-------- DATASET ROWS

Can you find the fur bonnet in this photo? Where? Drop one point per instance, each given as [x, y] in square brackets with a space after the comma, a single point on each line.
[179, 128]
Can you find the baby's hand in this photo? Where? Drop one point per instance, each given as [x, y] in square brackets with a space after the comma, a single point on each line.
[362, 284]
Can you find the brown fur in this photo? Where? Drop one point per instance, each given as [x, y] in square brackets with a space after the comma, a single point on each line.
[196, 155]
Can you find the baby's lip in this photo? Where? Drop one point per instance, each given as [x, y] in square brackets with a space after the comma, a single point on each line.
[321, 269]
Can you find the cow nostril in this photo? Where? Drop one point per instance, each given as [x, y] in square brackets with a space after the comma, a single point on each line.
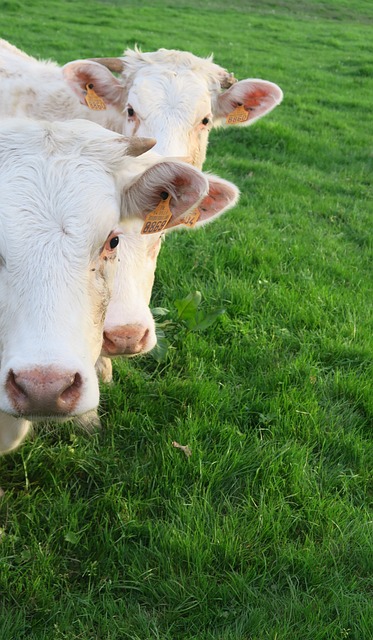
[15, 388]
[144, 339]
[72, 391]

----------------
-------- DATASET ROWS

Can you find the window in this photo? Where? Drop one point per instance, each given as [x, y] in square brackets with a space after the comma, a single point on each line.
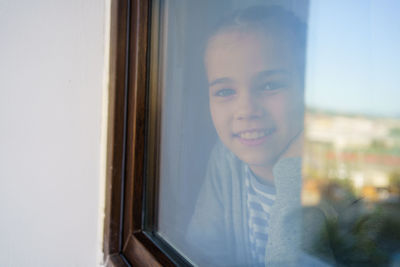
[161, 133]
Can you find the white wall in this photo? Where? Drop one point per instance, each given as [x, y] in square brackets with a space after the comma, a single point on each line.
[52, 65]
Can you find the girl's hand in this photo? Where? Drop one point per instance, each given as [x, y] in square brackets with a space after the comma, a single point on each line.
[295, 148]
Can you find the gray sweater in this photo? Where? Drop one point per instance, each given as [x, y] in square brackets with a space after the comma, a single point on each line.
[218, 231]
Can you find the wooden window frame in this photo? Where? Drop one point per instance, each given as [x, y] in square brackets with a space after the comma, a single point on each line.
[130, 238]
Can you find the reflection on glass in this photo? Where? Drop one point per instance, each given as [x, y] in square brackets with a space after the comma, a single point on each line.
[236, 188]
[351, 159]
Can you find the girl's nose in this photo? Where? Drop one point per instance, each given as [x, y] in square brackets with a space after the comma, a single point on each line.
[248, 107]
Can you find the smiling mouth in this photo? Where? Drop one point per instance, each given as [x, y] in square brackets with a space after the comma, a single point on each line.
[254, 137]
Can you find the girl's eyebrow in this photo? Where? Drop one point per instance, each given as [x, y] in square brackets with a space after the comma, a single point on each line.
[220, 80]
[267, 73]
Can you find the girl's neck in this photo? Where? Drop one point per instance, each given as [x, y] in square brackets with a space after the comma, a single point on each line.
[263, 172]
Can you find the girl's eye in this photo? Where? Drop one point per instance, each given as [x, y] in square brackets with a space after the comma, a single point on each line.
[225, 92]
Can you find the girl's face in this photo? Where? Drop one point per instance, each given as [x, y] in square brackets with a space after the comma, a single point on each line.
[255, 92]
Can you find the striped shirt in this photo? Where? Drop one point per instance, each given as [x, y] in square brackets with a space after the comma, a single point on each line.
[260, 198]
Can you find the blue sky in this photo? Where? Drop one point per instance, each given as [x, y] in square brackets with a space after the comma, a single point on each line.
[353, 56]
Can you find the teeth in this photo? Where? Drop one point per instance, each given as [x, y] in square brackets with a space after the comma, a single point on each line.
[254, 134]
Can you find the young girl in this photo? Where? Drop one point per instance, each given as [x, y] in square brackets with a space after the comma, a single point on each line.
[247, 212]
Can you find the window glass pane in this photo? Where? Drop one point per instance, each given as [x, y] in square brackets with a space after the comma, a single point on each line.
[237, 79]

----------------
-------- DATASET ROWS

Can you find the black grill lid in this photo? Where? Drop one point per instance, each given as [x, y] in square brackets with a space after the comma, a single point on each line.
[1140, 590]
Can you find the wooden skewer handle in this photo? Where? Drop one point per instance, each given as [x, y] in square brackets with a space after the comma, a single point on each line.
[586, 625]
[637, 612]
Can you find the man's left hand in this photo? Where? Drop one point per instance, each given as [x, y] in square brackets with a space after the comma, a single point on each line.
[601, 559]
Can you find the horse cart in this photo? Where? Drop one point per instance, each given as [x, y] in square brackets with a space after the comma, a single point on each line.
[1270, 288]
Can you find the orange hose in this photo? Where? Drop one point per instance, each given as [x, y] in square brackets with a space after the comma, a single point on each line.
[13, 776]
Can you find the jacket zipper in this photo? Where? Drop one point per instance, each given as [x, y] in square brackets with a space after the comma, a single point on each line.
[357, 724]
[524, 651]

----------------

*EXERCISE BRIEF*
Report every line of the items above that contains the string "jacket", copying each such line in full. Treat case as significant when matching.

*WRITTEN RESPONSE*
Can you find the jacket zipper in this photo? Where? Drop one point per instance, each given as [x, y] in square brackets with a space after the comma, a single point on each line.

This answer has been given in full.